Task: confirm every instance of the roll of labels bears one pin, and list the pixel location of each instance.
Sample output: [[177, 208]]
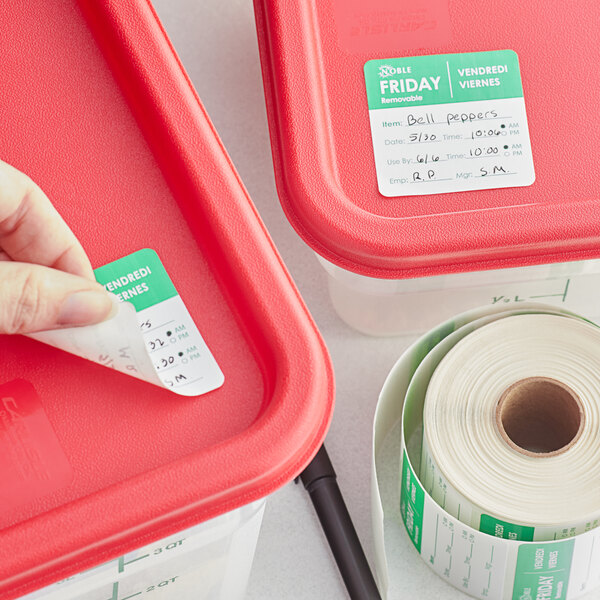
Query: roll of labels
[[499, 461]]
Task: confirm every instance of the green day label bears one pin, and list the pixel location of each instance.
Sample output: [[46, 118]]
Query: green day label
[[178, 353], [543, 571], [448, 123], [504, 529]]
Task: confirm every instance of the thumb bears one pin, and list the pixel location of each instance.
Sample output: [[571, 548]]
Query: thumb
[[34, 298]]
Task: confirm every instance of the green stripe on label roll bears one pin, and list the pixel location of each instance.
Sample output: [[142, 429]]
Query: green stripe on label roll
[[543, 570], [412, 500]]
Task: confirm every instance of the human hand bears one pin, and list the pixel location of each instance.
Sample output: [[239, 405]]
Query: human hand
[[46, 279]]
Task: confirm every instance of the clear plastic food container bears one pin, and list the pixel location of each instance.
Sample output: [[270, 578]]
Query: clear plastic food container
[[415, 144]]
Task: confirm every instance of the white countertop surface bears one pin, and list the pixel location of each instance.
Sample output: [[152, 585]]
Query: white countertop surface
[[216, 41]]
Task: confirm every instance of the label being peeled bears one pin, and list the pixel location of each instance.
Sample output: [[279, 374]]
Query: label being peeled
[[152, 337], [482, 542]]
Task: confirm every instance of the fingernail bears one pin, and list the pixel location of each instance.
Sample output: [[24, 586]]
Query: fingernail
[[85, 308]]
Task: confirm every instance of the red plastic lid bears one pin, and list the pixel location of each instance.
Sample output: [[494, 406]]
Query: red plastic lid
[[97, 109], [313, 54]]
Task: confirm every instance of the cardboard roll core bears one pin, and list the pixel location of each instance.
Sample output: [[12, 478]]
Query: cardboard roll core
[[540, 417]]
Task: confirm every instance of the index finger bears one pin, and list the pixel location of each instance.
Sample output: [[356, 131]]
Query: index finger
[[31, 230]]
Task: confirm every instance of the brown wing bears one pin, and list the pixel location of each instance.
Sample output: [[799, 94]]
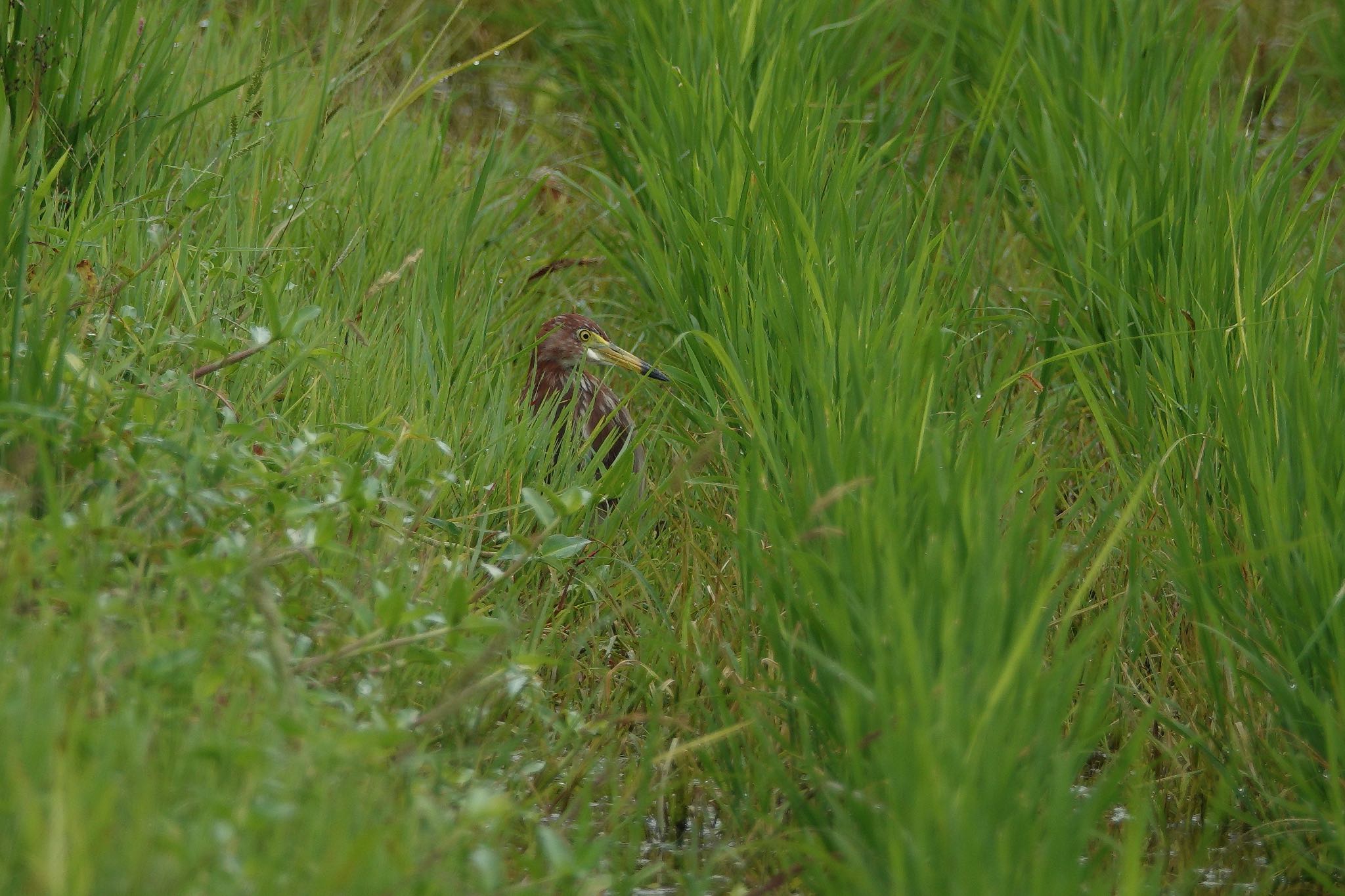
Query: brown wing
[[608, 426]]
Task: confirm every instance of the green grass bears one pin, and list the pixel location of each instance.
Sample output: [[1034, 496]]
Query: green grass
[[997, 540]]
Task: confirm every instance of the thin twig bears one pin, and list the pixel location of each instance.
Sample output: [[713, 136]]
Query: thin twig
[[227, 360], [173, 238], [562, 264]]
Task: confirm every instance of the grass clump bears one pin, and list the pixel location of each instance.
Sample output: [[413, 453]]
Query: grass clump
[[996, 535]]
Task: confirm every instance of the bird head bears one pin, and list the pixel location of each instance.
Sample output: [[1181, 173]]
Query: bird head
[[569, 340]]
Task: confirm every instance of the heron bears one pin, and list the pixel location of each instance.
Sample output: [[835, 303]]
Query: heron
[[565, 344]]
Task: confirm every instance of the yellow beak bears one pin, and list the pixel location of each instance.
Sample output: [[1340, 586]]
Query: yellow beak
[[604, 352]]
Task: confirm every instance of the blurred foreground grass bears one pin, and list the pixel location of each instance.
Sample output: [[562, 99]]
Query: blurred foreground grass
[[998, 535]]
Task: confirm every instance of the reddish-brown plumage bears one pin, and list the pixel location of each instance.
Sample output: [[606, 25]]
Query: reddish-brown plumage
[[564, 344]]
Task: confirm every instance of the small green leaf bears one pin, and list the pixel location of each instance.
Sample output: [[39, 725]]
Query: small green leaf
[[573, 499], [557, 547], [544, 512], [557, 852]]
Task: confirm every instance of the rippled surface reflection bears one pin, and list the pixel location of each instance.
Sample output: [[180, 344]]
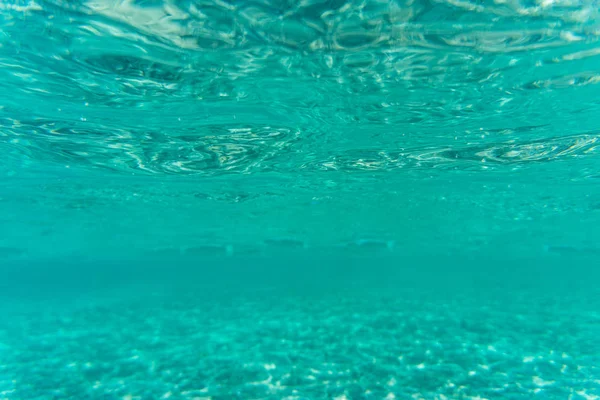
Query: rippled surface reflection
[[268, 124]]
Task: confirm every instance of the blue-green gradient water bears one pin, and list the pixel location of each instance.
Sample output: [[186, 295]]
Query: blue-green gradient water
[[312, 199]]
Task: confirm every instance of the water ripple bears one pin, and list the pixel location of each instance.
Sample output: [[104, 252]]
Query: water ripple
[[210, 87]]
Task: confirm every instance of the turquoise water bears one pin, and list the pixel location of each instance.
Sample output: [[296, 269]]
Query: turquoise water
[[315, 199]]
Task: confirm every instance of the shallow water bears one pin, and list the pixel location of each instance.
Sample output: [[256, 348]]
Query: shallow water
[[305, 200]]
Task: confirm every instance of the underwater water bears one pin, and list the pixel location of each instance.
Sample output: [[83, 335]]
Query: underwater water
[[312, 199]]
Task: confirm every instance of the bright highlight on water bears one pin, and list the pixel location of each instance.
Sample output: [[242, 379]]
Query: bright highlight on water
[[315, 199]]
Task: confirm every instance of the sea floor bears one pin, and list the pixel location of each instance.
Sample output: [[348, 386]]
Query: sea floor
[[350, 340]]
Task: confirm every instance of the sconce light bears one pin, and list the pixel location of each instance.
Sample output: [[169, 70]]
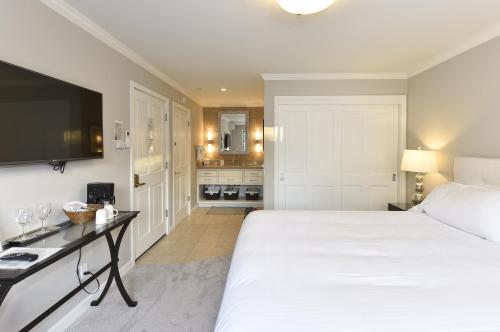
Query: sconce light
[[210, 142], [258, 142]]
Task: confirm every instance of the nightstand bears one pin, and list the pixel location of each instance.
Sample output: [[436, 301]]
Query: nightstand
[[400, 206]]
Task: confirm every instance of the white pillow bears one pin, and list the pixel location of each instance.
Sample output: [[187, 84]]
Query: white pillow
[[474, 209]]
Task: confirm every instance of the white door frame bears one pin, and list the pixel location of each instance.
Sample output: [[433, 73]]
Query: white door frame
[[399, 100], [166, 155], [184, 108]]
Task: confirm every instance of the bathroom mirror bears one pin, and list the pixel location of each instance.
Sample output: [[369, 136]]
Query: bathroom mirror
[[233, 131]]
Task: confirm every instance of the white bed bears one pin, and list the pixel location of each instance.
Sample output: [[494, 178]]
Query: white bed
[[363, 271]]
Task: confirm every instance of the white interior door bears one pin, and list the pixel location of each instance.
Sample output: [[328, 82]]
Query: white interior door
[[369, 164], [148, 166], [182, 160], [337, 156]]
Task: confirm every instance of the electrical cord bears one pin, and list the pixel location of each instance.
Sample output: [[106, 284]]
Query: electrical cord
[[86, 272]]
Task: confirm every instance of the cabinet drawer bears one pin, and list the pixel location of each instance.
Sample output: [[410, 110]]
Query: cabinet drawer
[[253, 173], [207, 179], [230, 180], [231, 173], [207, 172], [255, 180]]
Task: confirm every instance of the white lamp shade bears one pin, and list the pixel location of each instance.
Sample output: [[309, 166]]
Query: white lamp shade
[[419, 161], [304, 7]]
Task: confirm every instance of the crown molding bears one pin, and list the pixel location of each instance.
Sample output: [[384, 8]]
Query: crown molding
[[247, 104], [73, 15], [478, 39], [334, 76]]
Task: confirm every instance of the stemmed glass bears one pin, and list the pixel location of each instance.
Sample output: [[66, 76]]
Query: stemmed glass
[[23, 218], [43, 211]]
□ □ □ □ □ □ □
• TASK TO CARRY OUT
From the material above, print everything exactly except the pictures.

• RESPONSE TO THIS EXERCISE
Task: confirm every instance of the roll of labels bears one pin, and list the pixel location of each instance.
Sample output: [[177, 208]]
Query: roll of labels
[[499, 461]]
Task: confirm every instance of the green day label bears one pin, and list the pixel location of each instance.
Sample output: [[46, 118]]
Query: green day label
[[178, 353], [543, 571], [448, 123], [504, 529]]
Task: confirm every instance of the thumb bears one pin, and list the pixel location of each instance.
Sample output: [[571, 548]]
Query: thumb
[[34, 298]]
Task: confirm every instance of the green stripe on label roll bears one pin, and list the pixel location of each instance.
Sample output: [[142, 429]]
Query: green stripe on label roll
[[543, 570], [412, 500]]
Task: confirm every instance of the human hand bears one pin, and list the pixel location of each instance.
Sample output: [[239, 405]]
Query: human hand
[[46, 279]]
Task: confirm every instance of the clear plastic food container bears one pin, and list the pixel location of each instance.
Sample output: [[270, 578]]
Query: clear plastic food container
[[415, 144]]
Task: confirm every instance of the white countertop surface bears one pin, and list the pixel location of each instance.
Sample output: [[152, 585]]
Query: white countertop surface
[[216, 41]]
Task: confirm every instance of the label being peeled bears one pin, and list the pixel location of each instance.
Sample output: [[279, 374]]
Query: label being peeled
[[152, 337], [482, 542]]
Task: confirm every instance of the fingernail bears one pin, and list the pixel location of each instance.
Sample output: [[24, 586]]
Query: fingernail
[[85, 308]]
Task: confirm every instance of the red plastic lid bears one pin, and list the pixel location of each instance.
Sample output: [[494, 406]]
Query: red plastic lid
[[97, 109], [313, 54]]
Task: confirm every instance of the cardboard roll core bears one pin, and list the pixel location of each instance.
Sample output: [[12, 478]]
Query: cardboard roll core
[[540, 417]]
Task: confirm every instance of the index finger bears one pin, and list the pixel location of each instance.
Sample output: [[356, 131]]
Query: index finger
[[31, 230]]
Task: confirm every instance of the brown wing bears one pin, and list the pixel location of each instance.
Sample output: [[799, 94]]
Query: brown wing
[[608, 426]]
Task: confirm every instance of the green grass bears one pin, and list the pixel location of each instance.
Sample output: [[1034, 496]]
Query: green grass
[[997, 540]]
Task: confirm every instance of the thin twig bears one pin, and list the pixel location of each instance.
Sample output: [[713, 136]]
Query: thin twig
[[227, 360], [173, 238], [562, 264]]
Task: confirm every instance of the grass clump bears one pin, and list the pixel location of each instance.
Sample output: [[413, 453]]
Query: grass clump
[[996, 535]]
Task: confirm every instance of the bird head bears one pin, and list the pixel location of each instance.
Sample output: [[1181, 173]]
Query: bird head
[[569, 340]]
Task: confirm every instance of the heron bears one pin, and list the pixel location of each instance.
Sample output: [[835, 303]]
Query: heron
[[565, 344]]
Task: confirm every instance of the yellow beak bears one pin, and list the pixel location of each instance.
Sample output: [[1340, 586]]
Query: yellow beak
[[604, 352]]
Task: confirm every instance of the blurred foreground grass bears one pin, and list the pixel location of each instance.
Sample output: [[562, 99]]
Query: blurred foreground grass
[[998, 535]]
Task: confirm every instance of the reddish-brown plumage bears one pin, and list the pixel location of each instance.
Sample output: [[606, 25]]
Query: reddish-brown plumage
[[564, 344]]
Task: confirm every instance of the small green leaf bears one pin, and list the pixel location of each instance.
Sample output: [[39, 725]]
Query: small green leaf
[[573, 499], [557, 547], [544, 512], [557, 852]]
Task: confirm every instance of the rippled surface reflection bears one pin, and list the pixel location of each instance.
Sample output: [[180, 344]]
Query: rippled surface reflection
[[268, 124]]
Task: confirm every instance of the blue-green gradient water bears one pin, and list the pixel location of each instance.
Sample output: [[186, 295]]
Query: blue-green gradient water
[[312, 199]]
Task: confirm every instance of the water ripple bears one pin, and list the pixel location of each instance.
Sample output: [[104, 252]]
Query: water ripple
[[210, 87]]
Task: confirm every instance of the turquoise water bears one pin, and list the pixel location of each instance.
Sample output: [[296, 269]]
Query: turquoise water
[[315, 199]]
Task: confirm every instance of the shallow water bears one pin, and list the pixel location of each instance.
Sample output: [[256, 348]]
Query: shallow water
[[305, 200]]
Task: confirm every instance of the underwater water bears one pin, and list the pixel location of each instance.
Sample output: [[83, 335]]
Query: underwater water
[[312, 199]]
Task: confirm every instance of the bright highlight on water bears one pin, and list the pixel location of each instance.
Sample output: [[242, 379]]
Query: bright highlight on water
[[315, 199]]
Task: confirm every instance of the sea floor bears one pin, and list the pixel location of each instance.
Sample output: [[348, 386]]
Query: sea floor
[[350, 340]]
Task: confirm every instance of the sconce light bears one pin, and list the pixel location of each instance.
Sample output: [[169, 70]]
Query: sconce light
[[210, 142], [258, 142]]
Task: confirm every instance of the nightstand bears one pin, and list the pixel location of each instance.
Sample output: [[436, 301]]
Query: nightstand
[[400, 206]]
Task: confirm every instance of the white pillow bears one pin, and list the pixel location of each instance.
Sample output: [[187, 84]]
Query: white pillow
[[474, 209]]
Task: confirm every instance of the white door frame bears one pin, and list the pixel location of each instance.
Sample output: [[433, 73]]
Query: white door frame
[[399, 100], [166, 155], [184, 108]]
Task: confirm every instance of the bathroom mirror bears one pin, and list the pixel location of each instance.
Sample output: [[369, 136]]
Query: bathroom mirror
[[233, 131]]
Task: confirm every instance of the white bed bears one pin, and list the pixel location of each instance.
Sample output: [[494, 178]]
Query: white bed
[[363, 271]]
Task: confirm every instance of the white interior door bears one pin, and list the pixel location of each instance.
Sample output: [[328, 82]]
Query: white interior door
[[369, 164], [148, 166], [182, 160], [337, 156]]
Task: confirm every instance of the electrical cord bears one pin, and list the pixel location of each instance.
Sample output: [[106, 284]]
Query: electrical cord
[[86, 272]]
Task: confirm every instance of the cabinet drawer bears one pin, and list the pixel location of each instance.
Sample output: [[410, 110]]
Query: cabinet drawer
[[253, 173], [207, 179], [230, 180], [231, 173], [207, 172], [255, 180]]
Task: confirm every instance of the white lamp shade bears one pin, and list the pixel location of each instance.
Sample output: [[309, 166]]
Query: white lamp shade
[[419, 161], [304, 7]]
Task: confirm every instance of the crown molding bears one pin, and list the pixel location of each instance.
Sample output: [[384, 8]]
Query: crown molding
[[247, 104], [73, 15], [478, 39], [334, 76]]
Task: confirm every instance of the stemmed glass bears one pin, and list the pixel location of each instance.
Sample output: [[66, 76]]
Query: stemmed glass
[[23, 218], [43, 211]]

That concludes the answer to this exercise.